Exercício escrito A: Liste todos os valores numéricos, com suas unidades, que o texto sobre o projeto Cultivando Água Boa apresenta para descrever a hidrelétrica de Itaipu.
Exercício escrito B: Transcreva do texto sobre o projeto Cultivando Água Boa o trecho que começa em "Há hoje na cultura" e vai até "a nivel mundial.".
Exercício escrito C: Dê prosseguimento ao texto sobre o projeto Cultivando Água Boa a partir do ponto em que ele termina.

4 - 5 minutos de leituraModo Leitura

Há hoje na cultura mundial muita desesperança e perplexidade generalizada. Não
sabemos para onde estamos rumando. O vôo é  cego num rumo ao desconhecido.


O que mais dói é a falta de alternativa ao modelo vigente que visa grande
acumulação em vista do acelerado consumo, à custa da depredação da natureza e
da geração de gritantes injustiças sociais a nivel mundial.
Com as "externalidades" surgidas (aquecimento global, escassêz de recursos,
desequilíbrio global do sistema-Terra) a sensação predominante é que assim como
está o mundo não pode continuar. Temos que mudar. Por isso, por todas as
partes, surgem novas visões e especialmente práticas que nos devolvem certa
esperança de que outro mundo é possível e necessário. A nova centralidade gira
ao redor do cuidado da vida, da salvaguarda da Humanidade e da proteção do
planeta Terra. O que vai nascer será uma biocivilização ou uma Terra da Boa
Esperança (Ignacy Sachs).

Eis que em nosso pais encontramos uma miniatura do desejo coletivo, uma pequena
antecipação daquilo que deverá ser dominante na Humanidade: o projeto
"Cultivando Agua Boa" da Itaipu Binacional em Foz do Iguaçu, no Estado do
Paraná.
Ai, num acordo entre Brasil e Paraguai, se construiu a maior hidrelétrica do
mundo com um reservatório de água de 176 quilômetros de
comprimento, onde estão estocados 19 bilhões de metros cúbicos de água,
utilizados por 20 turbinas que geram 14 mil megawatts.

Conjunto de dados:
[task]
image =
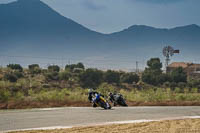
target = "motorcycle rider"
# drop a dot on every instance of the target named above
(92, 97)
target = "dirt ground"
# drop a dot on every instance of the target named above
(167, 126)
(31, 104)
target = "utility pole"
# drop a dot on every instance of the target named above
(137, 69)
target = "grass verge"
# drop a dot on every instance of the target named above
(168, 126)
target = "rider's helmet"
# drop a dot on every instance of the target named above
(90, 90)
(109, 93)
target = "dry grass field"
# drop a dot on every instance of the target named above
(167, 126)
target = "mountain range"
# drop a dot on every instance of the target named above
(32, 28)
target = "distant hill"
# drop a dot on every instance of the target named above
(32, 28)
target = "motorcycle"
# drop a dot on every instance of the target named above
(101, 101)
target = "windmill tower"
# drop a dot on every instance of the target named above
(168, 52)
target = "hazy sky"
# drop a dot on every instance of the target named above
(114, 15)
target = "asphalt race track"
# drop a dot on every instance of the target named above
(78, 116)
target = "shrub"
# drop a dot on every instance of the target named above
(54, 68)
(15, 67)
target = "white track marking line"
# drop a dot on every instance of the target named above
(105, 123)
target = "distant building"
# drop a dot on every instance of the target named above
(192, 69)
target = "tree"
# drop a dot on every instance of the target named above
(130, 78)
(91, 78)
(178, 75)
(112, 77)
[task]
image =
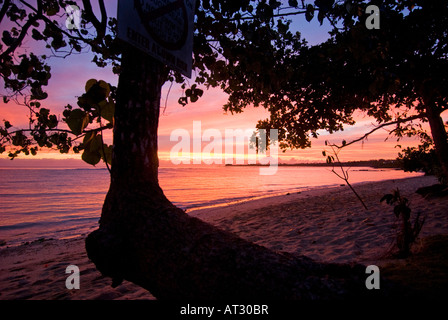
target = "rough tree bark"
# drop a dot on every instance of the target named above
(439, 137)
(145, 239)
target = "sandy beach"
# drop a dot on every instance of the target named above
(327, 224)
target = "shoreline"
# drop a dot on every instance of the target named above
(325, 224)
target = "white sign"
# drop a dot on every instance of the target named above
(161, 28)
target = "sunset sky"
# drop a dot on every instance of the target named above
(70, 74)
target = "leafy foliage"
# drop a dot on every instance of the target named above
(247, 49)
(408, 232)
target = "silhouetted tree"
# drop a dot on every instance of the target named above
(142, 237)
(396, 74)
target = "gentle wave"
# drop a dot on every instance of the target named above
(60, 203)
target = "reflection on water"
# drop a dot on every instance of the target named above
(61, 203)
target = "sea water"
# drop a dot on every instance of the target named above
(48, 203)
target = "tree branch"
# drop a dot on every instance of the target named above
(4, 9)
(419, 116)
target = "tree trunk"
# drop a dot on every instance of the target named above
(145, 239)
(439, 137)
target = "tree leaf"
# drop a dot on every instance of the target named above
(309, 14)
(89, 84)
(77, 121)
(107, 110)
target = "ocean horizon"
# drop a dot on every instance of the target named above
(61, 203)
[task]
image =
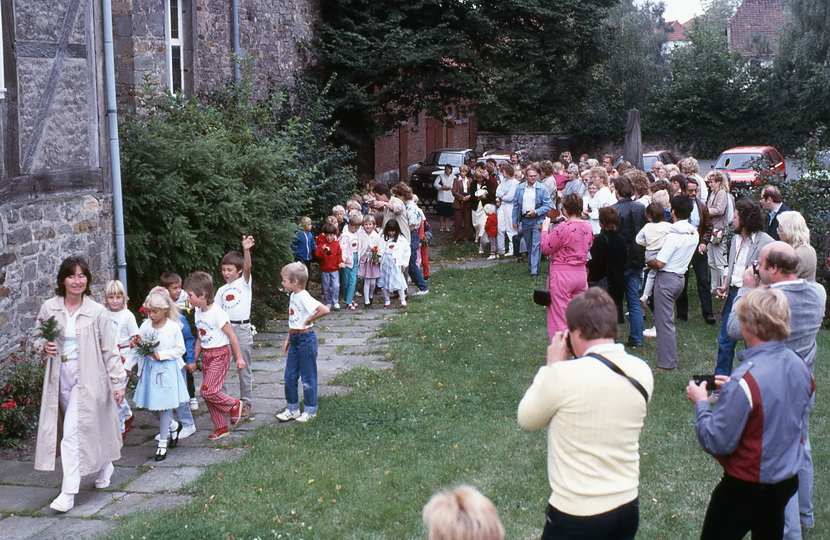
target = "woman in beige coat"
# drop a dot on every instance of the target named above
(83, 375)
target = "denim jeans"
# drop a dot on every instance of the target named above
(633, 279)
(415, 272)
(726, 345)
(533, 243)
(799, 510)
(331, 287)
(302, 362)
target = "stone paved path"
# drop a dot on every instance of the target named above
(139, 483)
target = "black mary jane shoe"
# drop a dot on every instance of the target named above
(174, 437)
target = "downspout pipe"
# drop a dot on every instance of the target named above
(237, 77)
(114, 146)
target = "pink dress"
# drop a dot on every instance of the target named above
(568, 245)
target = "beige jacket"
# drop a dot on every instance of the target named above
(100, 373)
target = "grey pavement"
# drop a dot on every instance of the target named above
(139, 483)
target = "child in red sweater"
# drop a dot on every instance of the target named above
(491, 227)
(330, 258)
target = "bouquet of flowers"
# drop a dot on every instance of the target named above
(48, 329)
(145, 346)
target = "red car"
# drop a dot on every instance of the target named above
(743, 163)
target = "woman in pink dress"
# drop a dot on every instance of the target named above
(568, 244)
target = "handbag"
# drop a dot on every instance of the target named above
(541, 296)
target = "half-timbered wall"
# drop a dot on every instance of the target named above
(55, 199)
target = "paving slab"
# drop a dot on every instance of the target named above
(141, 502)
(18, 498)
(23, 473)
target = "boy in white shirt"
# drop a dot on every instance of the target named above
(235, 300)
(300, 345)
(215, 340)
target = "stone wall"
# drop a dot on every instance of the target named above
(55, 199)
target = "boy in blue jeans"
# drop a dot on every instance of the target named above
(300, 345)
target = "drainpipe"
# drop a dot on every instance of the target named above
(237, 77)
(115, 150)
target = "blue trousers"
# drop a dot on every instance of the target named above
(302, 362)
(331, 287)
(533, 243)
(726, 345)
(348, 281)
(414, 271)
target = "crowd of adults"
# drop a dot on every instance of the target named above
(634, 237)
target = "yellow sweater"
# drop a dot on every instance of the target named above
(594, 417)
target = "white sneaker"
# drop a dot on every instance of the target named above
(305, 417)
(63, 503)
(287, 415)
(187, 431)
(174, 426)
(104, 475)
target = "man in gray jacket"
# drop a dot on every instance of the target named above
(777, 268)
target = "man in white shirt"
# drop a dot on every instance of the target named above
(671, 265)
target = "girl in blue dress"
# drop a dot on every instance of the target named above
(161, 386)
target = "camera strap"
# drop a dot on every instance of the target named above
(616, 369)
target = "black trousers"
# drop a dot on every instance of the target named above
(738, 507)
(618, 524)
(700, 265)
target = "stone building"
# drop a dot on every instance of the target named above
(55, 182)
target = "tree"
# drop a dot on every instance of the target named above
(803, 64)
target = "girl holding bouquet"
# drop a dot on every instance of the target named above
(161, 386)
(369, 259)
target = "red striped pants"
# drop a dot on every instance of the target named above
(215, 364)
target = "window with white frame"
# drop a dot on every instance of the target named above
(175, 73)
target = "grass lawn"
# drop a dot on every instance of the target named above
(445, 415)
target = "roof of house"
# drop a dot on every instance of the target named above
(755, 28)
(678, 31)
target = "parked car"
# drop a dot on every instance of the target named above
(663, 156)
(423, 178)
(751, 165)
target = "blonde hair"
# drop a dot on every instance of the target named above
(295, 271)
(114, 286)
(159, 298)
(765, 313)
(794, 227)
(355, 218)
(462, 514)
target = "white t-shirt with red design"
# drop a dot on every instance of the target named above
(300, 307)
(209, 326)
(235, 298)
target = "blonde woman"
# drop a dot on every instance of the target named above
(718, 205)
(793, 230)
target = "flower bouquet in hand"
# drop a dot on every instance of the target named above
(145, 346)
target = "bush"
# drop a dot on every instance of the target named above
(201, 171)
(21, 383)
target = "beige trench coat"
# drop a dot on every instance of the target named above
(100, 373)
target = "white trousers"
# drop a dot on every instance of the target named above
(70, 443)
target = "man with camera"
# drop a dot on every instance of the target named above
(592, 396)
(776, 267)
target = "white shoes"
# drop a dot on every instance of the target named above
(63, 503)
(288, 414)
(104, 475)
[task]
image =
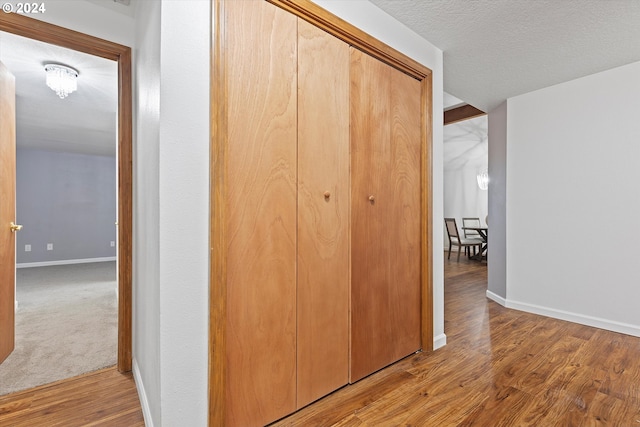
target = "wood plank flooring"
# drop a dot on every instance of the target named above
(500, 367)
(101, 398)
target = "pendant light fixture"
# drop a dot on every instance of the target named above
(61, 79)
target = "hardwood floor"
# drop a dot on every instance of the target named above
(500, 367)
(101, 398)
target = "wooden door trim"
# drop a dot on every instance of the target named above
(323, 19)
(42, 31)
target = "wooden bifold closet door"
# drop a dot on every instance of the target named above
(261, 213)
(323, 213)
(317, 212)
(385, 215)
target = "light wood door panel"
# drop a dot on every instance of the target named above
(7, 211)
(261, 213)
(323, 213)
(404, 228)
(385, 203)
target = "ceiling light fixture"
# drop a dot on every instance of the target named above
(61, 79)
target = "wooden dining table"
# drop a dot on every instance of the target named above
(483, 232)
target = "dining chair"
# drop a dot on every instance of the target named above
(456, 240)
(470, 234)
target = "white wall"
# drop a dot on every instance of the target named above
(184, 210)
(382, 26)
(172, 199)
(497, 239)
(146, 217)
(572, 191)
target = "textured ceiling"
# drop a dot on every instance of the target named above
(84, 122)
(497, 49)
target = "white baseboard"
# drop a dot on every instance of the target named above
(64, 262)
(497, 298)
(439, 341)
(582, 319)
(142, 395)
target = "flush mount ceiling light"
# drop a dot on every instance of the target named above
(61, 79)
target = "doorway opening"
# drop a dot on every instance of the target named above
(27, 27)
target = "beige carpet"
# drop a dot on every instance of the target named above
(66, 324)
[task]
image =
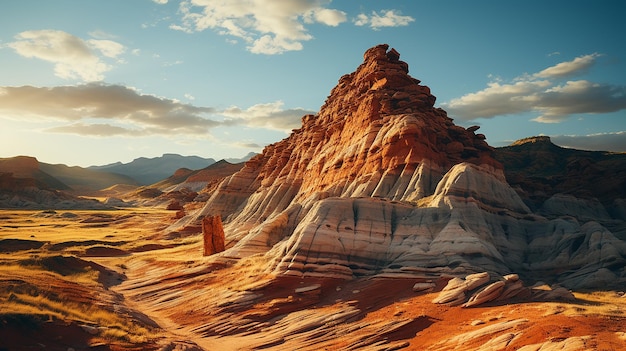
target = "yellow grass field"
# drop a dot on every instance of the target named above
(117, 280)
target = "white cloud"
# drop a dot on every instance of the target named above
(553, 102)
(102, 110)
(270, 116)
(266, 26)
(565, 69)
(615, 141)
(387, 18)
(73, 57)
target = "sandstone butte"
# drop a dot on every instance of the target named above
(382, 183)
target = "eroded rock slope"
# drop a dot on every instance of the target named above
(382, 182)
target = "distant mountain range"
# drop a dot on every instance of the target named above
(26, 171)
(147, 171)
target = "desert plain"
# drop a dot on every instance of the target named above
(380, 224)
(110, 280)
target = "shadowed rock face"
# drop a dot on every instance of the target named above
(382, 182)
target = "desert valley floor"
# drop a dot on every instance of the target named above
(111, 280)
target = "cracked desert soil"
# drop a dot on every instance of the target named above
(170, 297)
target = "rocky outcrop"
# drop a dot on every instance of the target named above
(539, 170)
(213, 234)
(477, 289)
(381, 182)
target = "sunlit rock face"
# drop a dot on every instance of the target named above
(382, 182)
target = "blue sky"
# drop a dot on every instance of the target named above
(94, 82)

Resposta da tarefa A:
- 176 quilômetros de comprimento do reservatório
- 19 bilhões de metros cúbicos de água estocados
- 20 turbinas
- 14 mil megawatts gerados

Resposta da tarefa B:
Há hoje na cultura mundial muita desesperança e perplexidade generalizada. Não
sabemos para onde estamos rumando. O vôo é  cego num rumo ao desconhecido.


O que mais dói é a falta de alternativa ao modelo vigente que visa grande
acumulação em vista do acelerado consumo, à custa da depredação da natureza e
da geração de gritantes injustiças sociais a nivel mundial.

Resposta da tarefa C:
Qual foi o "insight" de seus diretores  Jorge Samek e Nelton Friedrich já
nos inícios de sua administração em 2003? Que a água não se destina apenas para
produzir energia elétrica, mas também para gerar todo tipo de energia
necessária aos seres que dependem vitalmente da água, especialmente os humanos.

Foi então se modelou o projeto "Cultivando Agua Boa" que envolve os 29
municípios lindeiros nos quais vivem cerca de um milhão de pessoas, com a
criação de aves e suinos, das maiores do pais. Trata-se de um projeto altamente
complexo que envolve praticamente todas as dimensões da realidade, resultando
numa verdadeira revolução cultural, pois este é o propósito dos milhares que
implementam o projeto. É exatamente isso que precisamos: de um novo ensaio
civilizatório, testado numa miniatura, que seja viável dentro das condições
mudadas da Terra em processo de aquecimento e de exaustão de seus recursos. O
motto diz tudo:"um novo modo de ser para a sustentabilidade".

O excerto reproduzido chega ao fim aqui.